MATERIAL SHOWN below:

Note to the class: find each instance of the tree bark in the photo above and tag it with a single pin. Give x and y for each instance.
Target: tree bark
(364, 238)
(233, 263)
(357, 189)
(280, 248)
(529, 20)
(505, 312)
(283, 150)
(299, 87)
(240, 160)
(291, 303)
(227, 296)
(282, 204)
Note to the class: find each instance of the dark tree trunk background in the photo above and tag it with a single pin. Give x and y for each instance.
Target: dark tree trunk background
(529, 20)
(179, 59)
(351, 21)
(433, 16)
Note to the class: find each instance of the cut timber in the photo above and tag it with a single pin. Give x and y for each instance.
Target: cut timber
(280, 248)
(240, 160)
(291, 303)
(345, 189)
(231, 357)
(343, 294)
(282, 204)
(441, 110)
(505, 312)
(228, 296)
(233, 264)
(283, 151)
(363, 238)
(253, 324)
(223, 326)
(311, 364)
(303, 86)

End of MATERIAL SHOWN.
MATERIAL SHOWN below:

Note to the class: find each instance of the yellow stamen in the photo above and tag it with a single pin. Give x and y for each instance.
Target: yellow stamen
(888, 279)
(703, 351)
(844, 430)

End of MATERIAL SHOWN.

- _TASK INSTRUCTIONS_: Which of the lines in the data contain the string "instance"? Return each one.

- _YOUR RESPONSE_:
Note to the class: find each instance of the tree bark in the photo above and tag it with a single pin. Give x and y for each instance.
Note to the class: find each instance of the dark tree trunk background in the photo above and tag it with a single pin. Give x and y for each instance.
Note to the class: find each instance of the cut timber in the photo above and tag it with a single pin. Give x and y for each instance.
Note to the class: find each instance of the yellow stamen in the photo above and tag it with a single pin. Give x and y for each instance.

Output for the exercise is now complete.